---- Text provided

Your trace shows two things.  First of all the userland thread doing
getdents(2) is getting schedule after nfs_unmount() has freed the
socket.  Secondly it shows that such thread has no way to know that
the socket is no longer valid.

My previous attempt to fix this problem, my preventing all reconnect as
soon as nfs_unmount() has been called only moved the panic to a
different layer because NFS node don't have proper locking.

So here's a diff to add locking to NFS nodes.  I couldn't reproduce the
panic above with it.  So I'd be interested if you could try it.  Note
that I didn't do much tests in write mode, so I'd suggest exporting your
"/mount" as 'ro' in a first time.  Diskless setups are also probably
broken.

--------

**Brief 1**
List every distinct word in the NFS message that ends in "-ing", once each, in the order they first appear.
The entries that follow have nothing to do with the NFS message above.

---- Raw records

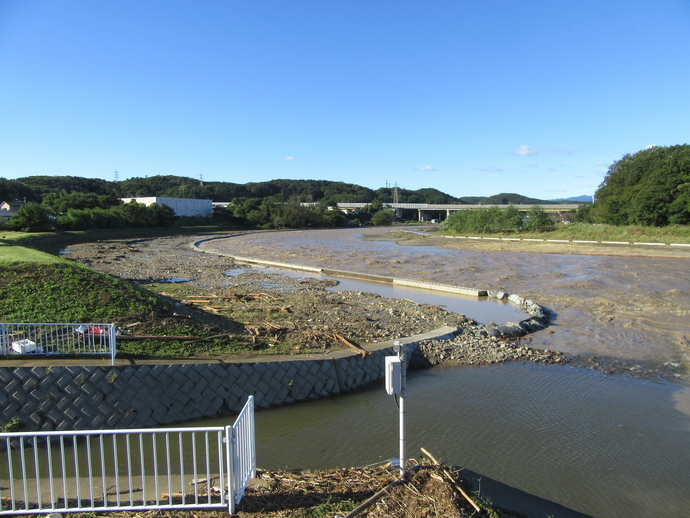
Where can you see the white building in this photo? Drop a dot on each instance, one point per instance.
(181, 206)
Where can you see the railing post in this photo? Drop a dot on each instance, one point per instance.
(113, 344)
(230, 467)
(4, 344)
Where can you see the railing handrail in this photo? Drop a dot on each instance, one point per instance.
(58, 338)
(118, 431)
(38, 471)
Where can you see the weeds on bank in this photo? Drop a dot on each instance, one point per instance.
(601, 232)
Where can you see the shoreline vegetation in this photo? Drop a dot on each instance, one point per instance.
(599, 232)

--------

**Brief 2**
Collect every line of the entries that contains the word "point". Case counts.

**Full output 1**
doing, getting, preventing, locking, exporting

**Full output 2**
Where can you see the white building in this photo? Drop a dot on each instance, one point per instance.
Where can you see the railing post in this photo? Drop a dot on each instance, one point per instance.
Where can you see the railing handrail in this photo? Drop a dot on each instance, one point per instance.
Where can you see the weeds on bank in this photo? Drop a dot on each instance, one point per instance.
Where can you see the shoreline vegetation in this photo? Drop a dot on each instance, one point per instance.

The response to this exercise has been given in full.